> [What is needed]
According to the fintech news roundup, which company led Monzo's $430 million growth funding?

> [Quoted passage]
Payments giant Stripe processed over $1 trillion in total payment volume in 2023 (+25% from 2022), hitting the milestone only 15 years after the company’s creation (for comparison, PayPal took 23 years to hit the $1 trillion mark). Stripe attributed the growth to three factors: “enterprise business, fast-growing startups adopting its products, and billing and tax services.”
Federal Reserve chairman Jerome Powell said the Fed is “nowhere near” launching a central bank digital currency, and if such a currency ever came to pass, the government would play a limited role. Further, he stated that the Fed has no interest in establishing accounts for individuals that would compete with the banking system, nor any interest in monitoring personal financial transactions.
Critics questioned the CFPB’s proposed regulation of large digital payments firms in a House hearing on Wednesday. Committee chair French Hill called the rulemaking “egregiously short” and “deeply flawed,” and said that many companies are “confused about how the rule will be implemented or if they are even covered by it.”
Digital banking service Oxygen announced it will shutter its consumer banking offering and pivot to health insurance.
The Reading Nook
The Wall Street Journal took a look at JPM’s old-fashioned, branch-based growth model as a counterpoint to the increasing trend towards digital banking.
Selected fundings
UK-based challenger bank Monzo raised $430 million in growth funding led by CapitalG, as it reportedly prepares to reenter the US market. The round values the London-based fintech at $5 billion, which currently has over nine million retail UK customers.
Income and employment verification platform Argyle raised $30 million in new funding.
British BaaS platform Griffin raised $24 million in new funding to “meet regulatory capital requirements . . . as a fully-licenced bank.”
BaaS provider Synctera announced a $18.6 million Series A extension funding round co-led by Lightspeed and Fin Capital.
Riyadh-based construction platform BRKZ emerged from stealth and announced it raised $8 million in Series A funding, following a $5.5 million seed funding round led by Better Tomorrow Ventures.

> [Provided data]
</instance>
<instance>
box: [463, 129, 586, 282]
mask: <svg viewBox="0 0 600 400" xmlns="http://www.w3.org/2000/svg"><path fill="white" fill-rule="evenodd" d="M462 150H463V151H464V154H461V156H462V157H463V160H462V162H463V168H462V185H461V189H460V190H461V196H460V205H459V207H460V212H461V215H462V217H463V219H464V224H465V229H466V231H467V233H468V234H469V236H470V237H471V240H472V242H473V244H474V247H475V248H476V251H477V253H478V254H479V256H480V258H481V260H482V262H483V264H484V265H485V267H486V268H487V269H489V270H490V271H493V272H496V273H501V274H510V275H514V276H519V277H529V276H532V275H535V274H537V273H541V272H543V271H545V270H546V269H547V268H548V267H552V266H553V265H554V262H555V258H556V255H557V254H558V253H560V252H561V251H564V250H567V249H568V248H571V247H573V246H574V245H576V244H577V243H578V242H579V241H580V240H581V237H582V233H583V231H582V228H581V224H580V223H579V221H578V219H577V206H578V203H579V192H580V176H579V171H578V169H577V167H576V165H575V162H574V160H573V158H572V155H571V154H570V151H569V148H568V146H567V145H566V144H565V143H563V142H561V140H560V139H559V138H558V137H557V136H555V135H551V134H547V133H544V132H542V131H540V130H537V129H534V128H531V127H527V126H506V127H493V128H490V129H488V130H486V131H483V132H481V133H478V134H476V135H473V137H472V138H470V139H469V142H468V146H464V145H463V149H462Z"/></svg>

> [Answer space]
CapitalG led the round.